WHAT YOU WILL DO
Output each line of the records below as a numbered list, leaving out blank lines. Omit the pictures from the list.

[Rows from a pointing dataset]
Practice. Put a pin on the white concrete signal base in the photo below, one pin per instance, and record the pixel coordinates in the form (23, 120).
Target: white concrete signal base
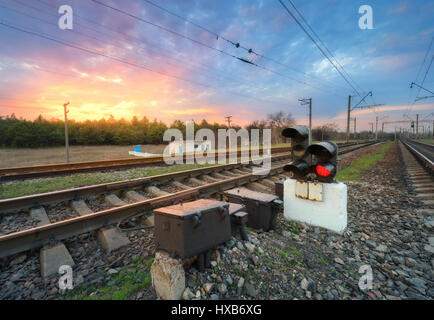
(330, 213)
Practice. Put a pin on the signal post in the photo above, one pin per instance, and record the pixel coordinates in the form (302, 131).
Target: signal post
(312, 195)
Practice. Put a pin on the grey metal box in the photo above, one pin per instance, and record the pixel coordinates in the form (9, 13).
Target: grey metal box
(262, 208)
(192, 228)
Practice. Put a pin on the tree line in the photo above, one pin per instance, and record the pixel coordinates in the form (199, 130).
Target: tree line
(21, 133)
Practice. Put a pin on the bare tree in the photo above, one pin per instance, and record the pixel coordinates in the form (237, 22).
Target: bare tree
(327, 131)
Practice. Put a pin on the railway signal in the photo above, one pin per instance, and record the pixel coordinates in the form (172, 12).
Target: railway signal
(311, 162)
(299, 136)
(324, 162)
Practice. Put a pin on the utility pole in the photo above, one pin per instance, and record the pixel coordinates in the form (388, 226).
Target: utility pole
(354, 122)
(348, 118)
(376, 127)
(355, 132)
(305, 102)
(228, 119)
(357, 107)
(66, 130)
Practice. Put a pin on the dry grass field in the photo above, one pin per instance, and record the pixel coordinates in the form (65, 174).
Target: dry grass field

IN RESPONSE
1. Practice. Put a pin on the white concrete signal base in the photo below, one pin per instance, and record the pixel coordinates in the form (23, 120).
2. Target: white concrete signal base
3. (330, 213)
4. Practice. Put a pin on the signal post in the photo above, one pin per instance, and record the pixel coordinates in the form (302, 131).
5. Target: signal post
6. (312, 195)
7. Practice. Put a pin on the grey metal box in the photo above, one pin per instance, and record the pixel coordinates in the form (9, 13).
8. Target: grey metal box
9. (262, 208)
10. (192, 228)
11. Practice. Put a pin on the tree line in the photo above, one pin per instance, and record the pixel coordinates in the form (199, 130).
12. Target: tree line
13. (21, 133)
14. Practice. Put a pin on the bare tree in the photo above, one pin per instance, and record the pixel coordinates in the form (237, 22).
15. Target: bare tree
16. (327, 131)
17. Practice. Put a pin on the railway signal in the photo above, one pin per instance, and record the pixel coordinates in the form (172, 12).
18. Target: railway signal
19. (311, 162)
20. (299, 136)
21. (324, 162)
22. Practice. Put a pin on the utility pole in the photo above, one pin per instance, and record the pixel coordinates in the form (388, 226).
23. Target: utility pole
24. (354, 122)
25. (348, 118)
26. (376, 127)
27. (355, 132)
28. (305, 102)
29. (228, 119)
30. (357, 107)
31. (66, 130)
32. Practice. Put a pin on the dry grass field in the photo above, one pin per instance, and record the pixel coordinates in the form (65, 174).
33. Target: dry grass field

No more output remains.